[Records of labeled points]
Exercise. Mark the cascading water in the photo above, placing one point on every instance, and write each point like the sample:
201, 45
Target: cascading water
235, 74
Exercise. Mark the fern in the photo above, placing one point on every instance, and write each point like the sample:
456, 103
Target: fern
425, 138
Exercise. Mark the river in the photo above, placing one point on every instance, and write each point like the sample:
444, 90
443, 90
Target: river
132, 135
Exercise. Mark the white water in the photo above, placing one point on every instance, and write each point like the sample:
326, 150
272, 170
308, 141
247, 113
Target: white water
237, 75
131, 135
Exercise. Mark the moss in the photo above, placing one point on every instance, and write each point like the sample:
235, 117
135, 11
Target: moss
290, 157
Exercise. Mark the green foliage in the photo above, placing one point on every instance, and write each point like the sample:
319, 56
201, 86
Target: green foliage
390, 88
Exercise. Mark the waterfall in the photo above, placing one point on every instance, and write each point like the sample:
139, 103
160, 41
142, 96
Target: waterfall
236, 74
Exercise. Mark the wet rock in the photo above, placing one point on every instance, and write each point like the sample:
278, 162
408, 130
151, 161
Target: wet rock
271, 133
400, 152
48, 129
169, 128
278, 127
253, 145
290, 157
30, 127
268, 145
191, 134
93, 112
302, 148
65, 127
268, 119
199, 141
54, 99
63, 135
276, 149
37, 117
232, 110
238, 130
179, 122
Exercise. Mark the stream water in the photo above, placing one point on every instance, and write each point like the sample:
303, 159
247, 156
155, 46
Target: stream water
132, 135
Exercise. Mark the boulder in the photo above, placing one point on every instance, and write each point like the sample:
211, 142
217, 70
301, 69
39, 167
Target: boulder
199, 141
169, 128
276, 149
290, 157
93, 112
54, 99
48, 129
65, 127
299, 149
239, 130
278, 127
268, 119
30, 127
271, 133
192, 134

**PROBLEM STATEMENT**:
Convert the entries above into a Markdown table with two columns, Row and Line. Give each line its own row, numbered in order, and skip any blank lines.

**WORKED SOLUTION**:
| Row | Line |
|---|---|
| 1 | Exercise. Mark the cascading water in the photo above, placing one point on every instance, and write each point like the sample: |
| 2 | 201, 45 |
| 3 | Target: cascading water |
| 4 | 235, 74 |
| 5 | Exercise. Mark the fern in the photo above, placing one point on every instance, and write each point like the sample: |
| 6 | 456, 103 |
| 7 | Target: fern |
| 8 | 425, 138 |
| 9 | Exercise. Mark the river in the photo above, placing one point on every instance, and write each point like the sample: |
| 10 | 444, 90 |
| 11 | 443, 90 |
| 12 | Target: river |
| 13 | 132, 135 |
| 14 | Exercise. Mark the white water in the photo above, placing one point on every instance, and write each point like the sample: |
| 15 | 326, 150 |
| 16 | 272, 170 |
| 17 | 308, 141 |
| 18 | 247, 113 |
| 19 | Target: white water |
| 20 | 237, 75 |
| 21 | 131, 135 |
| 22 | Exercise. Mark the moss in the photo above, placing one point on every instance, and write each point like the sample: |
| 23 | 235, 117 |
| 24 | 135, 11 |
| 25 | Target: moss |
| 26 | 290, 157 |
| 27 | Exercise. Mark the green foliage in the photo above, placing one point on every instance, and write each point like the sample: |
| 28 | 319, 56 |
| 29 | 201, 86 |
| 30 | Target: green foliage |
| 31 | 390, 88 |
| 32 | Exercise. Mark the waterfall in the photo above, placing one point on every instance, and write each point like the sample: |
| 33 | 139, 103 |
| 34 | 160, 41 |
| 35 | 142, 96 |
| 36 | Target: waterfall |
| 37 | 236, 74 |
| 38 | Exercise. Mark the wet rock in the photo above, placing one point on every instance, and write each point like the sample: |
| 39 | 278, 162 |
| 40 | 408, 130 |
| 41 | 151, 161 |
| 42 | Target: wet rock |
| 43 | 271, 133 |
| 44 | 400, 152 |
| 45 | 48, 129 |
| 46 | 169, 128 |
| 47 | 278, 127 |
| 48 | 253, 145 |
| 49 | 290, 157 |
| 50 | 30, 127 |
| 51 | 268, 145 |
| 52 | 191, 134 |
| 53 | 93, 112 |
| 54 | 302, 148 |
| 55 | 65, 127 |
| 56 | 268, 119 |
| 57 | 199, 141 |
| 58 | 54, 99 |
| 59 | 63, 135 |
| 60 | 276, 149 |
| 61 | 37, 117 |
| 62 | 232, 110 |
| 63 | 238, 130 |
| 64 | 179, 122 |
| 65 | Exercise. Mark the stream water in the photo above, placing one point on every instance, and write each point like the sample: |
| 66 | 303, 159 |
| 67 | 247, 156 |
| 68 | 155, 46 |
| 69 | Target: stream water |
| 70 | 132, 135 |
| 71 | Exercise. Mark the boulder in the photo above, placing one point on every instance, and write each point like the sample: |
| 72 | 211, 142 |
| 73 | 217, 70 |
| 74 | 301, 69 |
| 75 | 39, 167 |
| 76 | Target: boulder |
| 77 | 199, 141 |
| 78 | 169, 128 |
| 79 | 276, 149 |
| 80 | 290, 157 |
| 81 | 93, 112 |
| 82 | 54, 99 |
| 83 | 48, 129 |
| 84 | 65, 127 |
| 85 | 299, 149 |
| 86 | 239, 130 |
| 87 | 278, 127 |
| 88 | 268, 119 |
| 89 | 30, 127 |
| 90 | 271, 133 |
| 91 | 192, 134 |